• [Work task]: Look through the data below and report how many lines include "blue". Only the number should be given.

[[ Provided data open ]]

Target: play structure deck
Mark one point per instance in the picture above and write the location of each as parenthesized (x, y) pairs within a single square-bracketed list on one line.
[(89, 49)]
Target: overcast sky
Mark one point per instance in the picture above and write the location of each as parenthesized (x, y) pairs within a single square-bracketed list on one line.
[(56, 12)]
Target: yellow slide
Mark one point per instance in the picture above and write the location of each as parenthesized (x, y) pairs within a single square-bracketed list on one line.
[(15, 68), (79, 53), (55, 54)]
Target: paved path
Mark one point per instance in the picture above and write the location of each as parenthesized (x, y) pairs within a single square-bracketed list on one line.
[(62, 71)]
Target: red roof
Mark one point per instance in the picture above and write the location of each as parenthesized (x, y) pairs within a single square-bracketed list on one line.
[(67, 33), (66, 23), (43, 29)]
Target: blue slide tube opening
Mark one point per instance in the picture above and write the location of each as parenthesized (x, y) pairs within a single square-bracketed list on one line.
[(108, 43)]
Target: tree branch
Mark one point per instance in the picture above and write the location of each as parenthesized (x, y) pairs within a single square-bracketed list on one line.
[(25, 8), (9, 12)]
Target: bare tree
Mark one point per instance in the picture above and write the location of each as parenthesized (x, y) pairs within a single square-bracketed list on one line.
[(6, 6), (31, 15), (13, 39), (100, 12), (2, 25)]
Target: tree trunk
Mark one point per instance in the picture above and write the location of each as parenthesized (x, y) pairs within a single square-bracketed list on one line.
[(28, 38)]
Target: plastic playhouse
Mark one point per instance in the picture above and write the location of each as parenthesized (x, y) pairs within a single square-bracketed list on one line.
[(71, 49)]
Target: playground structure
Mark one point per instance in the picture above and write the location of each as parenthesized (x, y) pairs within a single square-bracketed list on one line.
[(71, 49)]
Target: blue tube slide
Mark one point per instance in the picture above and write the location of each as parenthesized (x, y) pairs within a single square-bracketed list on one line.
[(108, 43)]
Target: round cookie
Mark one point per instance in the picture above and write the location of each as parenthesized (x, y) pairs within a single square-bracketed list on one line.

[[ Provided data closed ]]

• [Task answer]: 2